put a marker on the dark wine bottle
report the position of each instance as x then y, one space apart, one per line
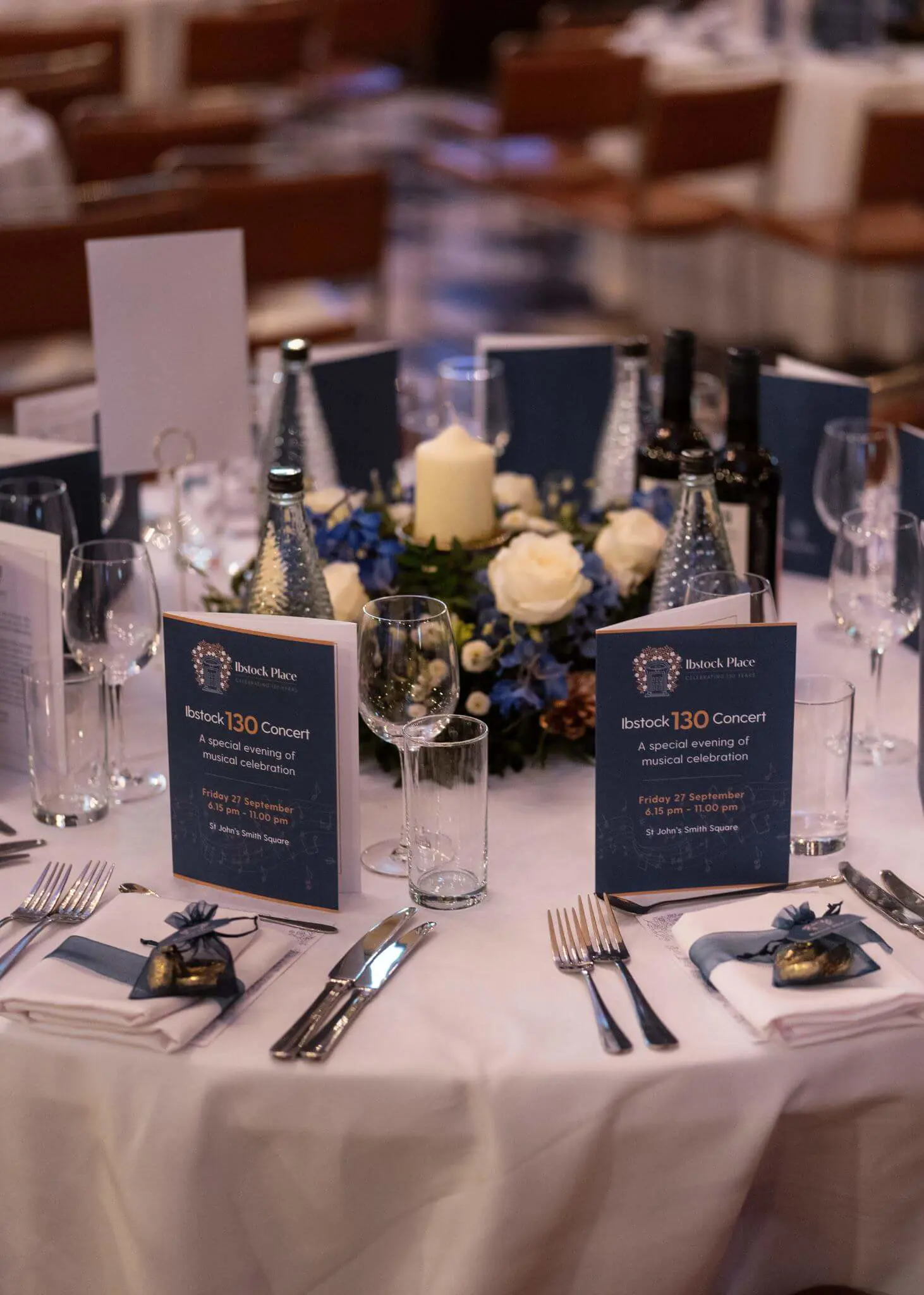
659 460
747 477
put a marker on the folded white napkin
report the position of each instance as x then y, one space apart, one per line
888 999
64 999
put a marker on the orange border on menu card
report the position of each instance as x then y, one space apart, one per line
288 639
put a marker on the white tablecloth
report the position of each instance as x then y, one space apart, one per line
471 1138
34 178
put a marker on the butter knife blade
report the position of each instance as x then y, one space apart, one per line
341 978
905 894
880 899
368 986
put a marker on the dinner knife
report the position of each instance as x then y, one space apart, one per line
905 894
880 899
341 978
368 985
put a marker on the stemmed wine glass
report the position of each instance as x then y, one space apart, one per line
408 668
875 596
113 626
858 465
43 504
471 391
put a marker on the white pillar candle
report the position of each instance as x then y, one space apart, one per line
454 498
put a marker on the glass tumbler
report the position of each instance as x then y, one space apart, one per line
821 764
446 772
66 736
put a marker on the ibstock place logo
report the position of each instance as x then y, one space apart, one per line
658 671
212 667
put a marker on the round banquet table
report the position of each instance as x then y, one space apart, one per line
470 1138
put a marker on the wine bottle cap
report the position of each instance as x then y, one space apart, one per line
285 481
696 463
295 348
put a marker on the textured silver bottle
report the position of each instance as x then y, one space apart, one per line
629 422
298 434
696 541
288 575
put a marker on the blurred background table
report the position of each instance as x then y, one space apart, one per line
471 1138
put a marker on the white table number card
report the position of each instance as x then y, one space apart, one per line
170 337
30 626
263 745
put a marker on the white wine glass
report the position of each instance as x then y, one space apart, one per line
113 627
471 391
875 596
408 670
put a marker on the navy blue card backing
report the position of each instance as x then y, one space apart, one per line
794 412
252 730
694 757
359 398
558 400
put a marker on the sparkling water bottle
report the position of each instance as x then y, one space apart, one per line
629 424
288 577
298 436
696 541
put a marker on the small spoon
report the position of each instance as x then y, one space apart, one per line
138 888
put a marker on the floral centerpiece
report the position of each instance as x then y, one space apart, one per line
525 613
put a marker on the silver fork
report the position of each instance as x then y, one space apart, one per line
569 955
606 945
43 897
76 905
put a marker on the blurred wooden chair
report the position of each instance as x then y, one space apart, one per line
860 271
683 132
298 230
395 32
52 81
44 306
264 43
20 39
885 221
109 140
559 95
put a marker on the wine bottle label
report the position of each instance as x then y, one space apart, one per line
648 483
737 519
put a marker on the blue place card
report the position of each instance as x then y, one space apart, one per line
694 757
794 412
263 756
558 396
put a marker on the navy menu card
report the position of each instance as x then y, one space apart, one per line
558 396
694 757
794 412
74 464
263 751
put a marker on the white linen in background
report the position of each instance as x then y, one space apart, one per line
889 999
470 1136
34 174
64 999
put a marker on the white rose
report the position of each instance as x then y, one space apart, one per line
401 515
333 503
477 656
478 704
518 520
346 589
517 490
537 579
629 546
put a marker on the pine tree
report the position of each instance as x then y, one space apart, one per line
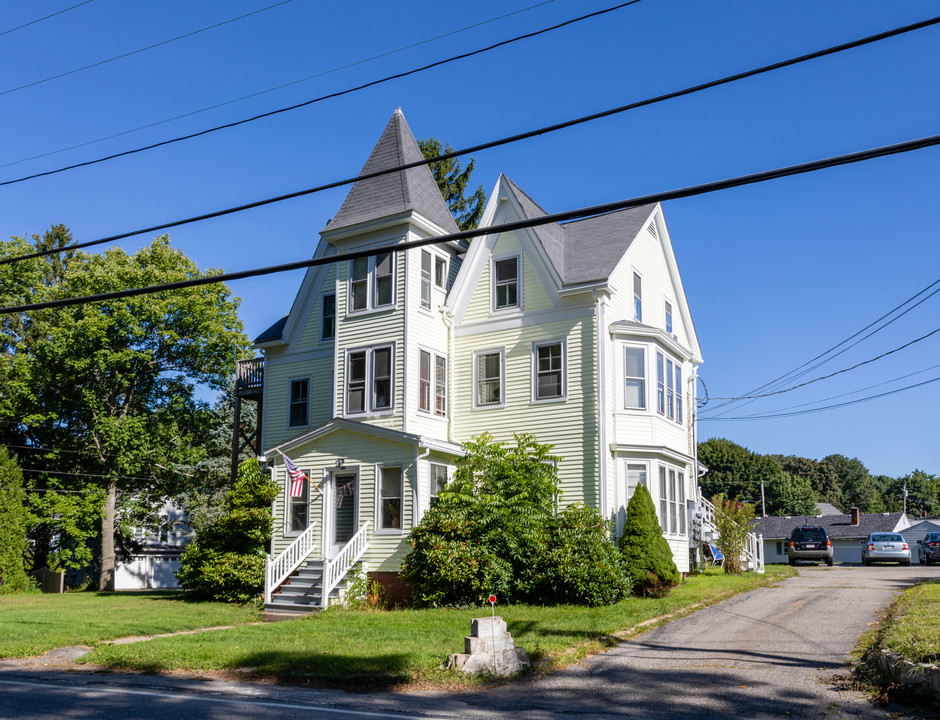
646 553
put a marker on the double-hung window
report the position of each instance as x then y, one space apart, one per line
328 317
668 387
390 498
637 298
298 414
372 282
437 482
549 370
506 283
298 509
672 516
635 378
432 383
369 380
488 378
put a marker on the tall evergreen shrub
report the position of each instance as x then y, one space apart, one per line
646 553
13 525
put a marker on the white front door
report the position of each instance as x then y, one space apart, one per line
342 511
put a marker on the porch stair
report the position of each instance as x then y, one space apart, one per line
302 592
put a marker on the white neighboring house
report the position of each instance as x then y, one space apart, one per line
154 567
579 334
845 531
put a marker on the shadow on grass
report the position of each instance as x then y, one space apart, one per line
306 667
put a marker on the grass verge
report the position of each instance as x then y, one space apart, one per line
32 624
360 650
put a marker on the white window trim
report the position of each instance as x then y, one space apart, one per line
370 381
502 379
432 404
509 308
323 338
287 504
430 477
379 530
677 407
290 387
646 377
564 371
371 307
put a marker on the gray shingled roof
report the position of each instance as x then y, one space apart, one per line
407 190
838 526
586 250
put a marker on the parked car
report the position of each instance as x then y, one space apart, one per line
809 543
928 549
885 547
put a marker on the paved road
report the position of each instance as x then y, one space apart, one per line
770 653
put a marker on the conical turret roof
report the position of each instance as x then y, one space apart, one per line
395 193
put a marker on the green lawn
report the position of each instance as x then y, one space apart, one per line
32 624
374 650
913 625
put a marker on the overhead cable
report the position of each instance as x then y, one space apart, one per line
45 17
140 50
258 93
329 96
456 153
794 413
522 136
602 209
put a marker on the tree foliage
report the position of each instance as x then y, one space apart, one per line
493 531
647 556
452 182
226 561
106 392
13 523
734 521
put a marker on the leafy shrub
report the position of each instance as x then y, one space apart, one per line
734 520
226 561
646 553
577 564
487 525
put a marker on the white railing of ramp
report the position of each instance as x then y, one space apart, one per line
278 570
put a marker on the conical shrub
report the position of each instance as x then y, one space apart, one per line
645 551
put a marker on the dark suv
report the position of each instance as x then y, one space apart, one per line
928 549
809 543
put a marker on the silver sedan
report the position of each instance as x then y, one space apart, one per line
886 547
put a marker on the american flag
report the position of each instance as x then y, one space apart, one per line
296 475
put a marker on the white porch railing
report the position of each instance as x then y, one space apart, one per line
335 570
753 548
278 570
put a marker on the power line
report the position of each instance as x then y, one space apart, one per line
140 50
545 130
692 191
821 409
46 17
845 370
278 87
329 96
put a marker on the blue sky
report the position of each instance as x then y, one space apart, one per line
775 273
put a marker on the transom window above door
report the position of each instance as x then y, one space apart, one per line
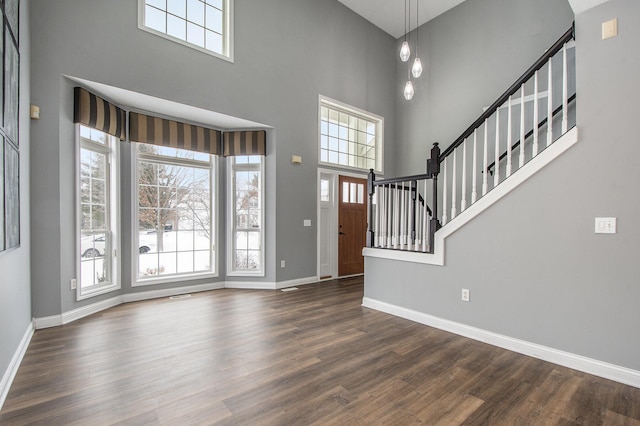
205 25
349 137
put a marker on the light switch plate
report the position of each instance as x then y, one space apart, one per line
605 225
610 29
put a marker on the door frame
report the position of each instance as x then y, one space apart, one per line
333 219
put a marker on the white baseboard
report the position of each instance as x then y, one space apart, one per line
12 369
67 317
75 314
269 285
577 362
250 285
155 294
298 281
532 167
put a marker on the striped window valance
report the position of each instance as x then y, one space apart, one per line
93 111
175 134
250 142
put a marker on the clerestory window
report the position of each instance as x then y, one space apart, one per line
205 25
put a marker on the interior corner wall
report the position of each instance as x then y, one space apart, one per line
15 277
471 54
535 268
287 52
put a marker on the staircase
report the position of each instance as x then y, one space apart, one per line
528 126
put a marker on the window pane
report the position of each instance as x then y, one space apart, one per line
340 130
167 263
195 12
160 4
174 200
324 190
214 19
246 188
360 193
214 42
201 23
353 191
215 3
195 34
185 262
177 7
155 19
201 260
176 27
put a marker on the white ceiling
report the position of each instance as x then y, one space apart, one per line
389 14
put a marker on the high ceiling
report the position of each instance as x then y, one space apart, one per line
389 14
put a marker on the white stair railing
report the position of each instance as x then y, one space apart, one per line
512 127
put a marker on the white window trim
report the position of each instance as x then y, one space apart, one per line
114 219
231 225
141 282
228 32
329 102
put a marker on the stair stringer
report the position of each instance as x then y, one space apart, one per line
532 167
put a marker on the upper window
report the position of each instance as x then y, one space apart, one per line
98 215
202 24
350 137
175 214
246 210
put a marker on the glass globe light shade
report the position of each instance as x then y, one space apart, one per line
405 52
408 90
416 70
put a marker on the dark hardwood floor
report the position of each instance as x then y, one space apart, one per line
307 357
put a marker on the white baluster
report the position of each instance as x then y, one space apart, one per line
535 115
396 217
565 91
550 106
383 215
425 238
485 172
521 156
390 218
411 215
509 140
463 202
444 195
376 213
474 171
403 214
496 167
454 185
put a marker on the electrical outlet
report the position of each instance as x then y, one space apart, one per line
466 294
605 225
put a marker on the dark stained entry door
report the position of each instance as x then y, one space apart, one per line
352 225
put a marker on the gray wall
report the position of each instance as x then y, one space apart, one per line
15 292
286 53
534 266
471 55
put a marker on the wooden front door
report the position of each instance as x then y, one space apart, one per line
352 225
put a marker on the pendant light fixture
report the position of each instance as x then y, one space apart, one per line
408 90
405 50
416 70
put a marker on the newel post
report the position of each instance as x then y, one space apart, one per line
371 178
433 169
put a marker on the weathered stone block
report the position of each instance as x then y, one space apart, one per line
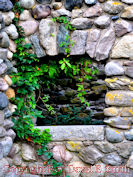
119 98
77 133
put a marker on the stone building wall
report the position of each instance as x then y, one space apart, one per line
104 33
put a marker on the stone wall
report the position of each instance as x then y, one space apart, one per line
103 33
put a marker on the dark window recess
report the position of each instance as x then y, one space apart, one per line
69 110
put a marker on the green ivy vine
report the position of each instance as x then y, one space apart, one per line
27 81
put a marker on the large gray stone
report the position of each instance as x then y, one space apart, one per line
122 27
124 149
48 35
4 42
79 37
119 111
8 124
113 7
4 167
90 155
29 26
97 170
75 146
94 11
112 159
105 146
1 151
128 1
129 135
77 133
11 30
119 83
5 5
119 122
105 44
7 145
82 23
118 172
70 4
128 13
119 98
93 37
113 135
114 68
44 1
41 11
3 101
129 71
61 37
61 12
27 4
130 161
123 48
38 49
1 118
90 2
3 53
102 21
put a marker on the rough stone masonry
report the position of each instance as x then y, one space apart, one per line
104 32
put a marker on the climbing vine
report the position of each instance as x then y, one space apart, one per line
27 81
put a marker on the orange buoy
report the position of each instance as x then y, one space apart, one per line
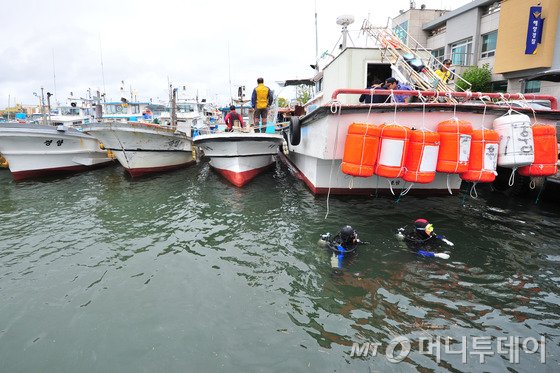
483 157
360 149
392 150
421 157
455 146
546 152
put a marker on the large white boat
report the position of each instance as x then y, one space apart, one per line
317 140
34 150
239 156
143 148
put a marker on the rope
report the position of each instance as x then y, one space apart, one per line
335 107
391 187
540 192
512 177
473 192
405 191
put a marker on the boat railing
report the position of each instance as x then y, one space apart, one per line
439 94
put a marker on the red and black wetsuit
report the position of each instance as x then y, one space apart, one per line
231 117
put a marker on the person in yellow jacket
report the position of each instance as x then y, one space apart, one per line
443 72
261 100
------------------------------------------------
Repeat exactly the lines above, from the line containing "put a marker on the orange buoy" through the last line of the records, inclusive; omit any pictures.

■ ANSWER TO THE TASK:
put a marker on the orange buoy
report the position of each instance as x then y, one space apart, one per line
483 157
360 149
392 150
421 157
455 146
546 152
put a marker on the large white boat
report the position of each instance as x then y, one space apart, one per line
317 140
34 150
239 156
143 148
put a marker on the rope
report the position of each instance as x then y, one space apart, one per line
335 107
391 187
540 192
512 177
473 192
405 191
put a marker on the boat railing
report the position of each instance as x then y, one space apart, one per line
439 94
put a marker on the red and black wetsuit
report the position of each instance as x then y, one space apart, one per line
231 117
put a marker on the person in yellow jacket
report the position of each instance as x then y, one space apart, one per line
443 72
261 100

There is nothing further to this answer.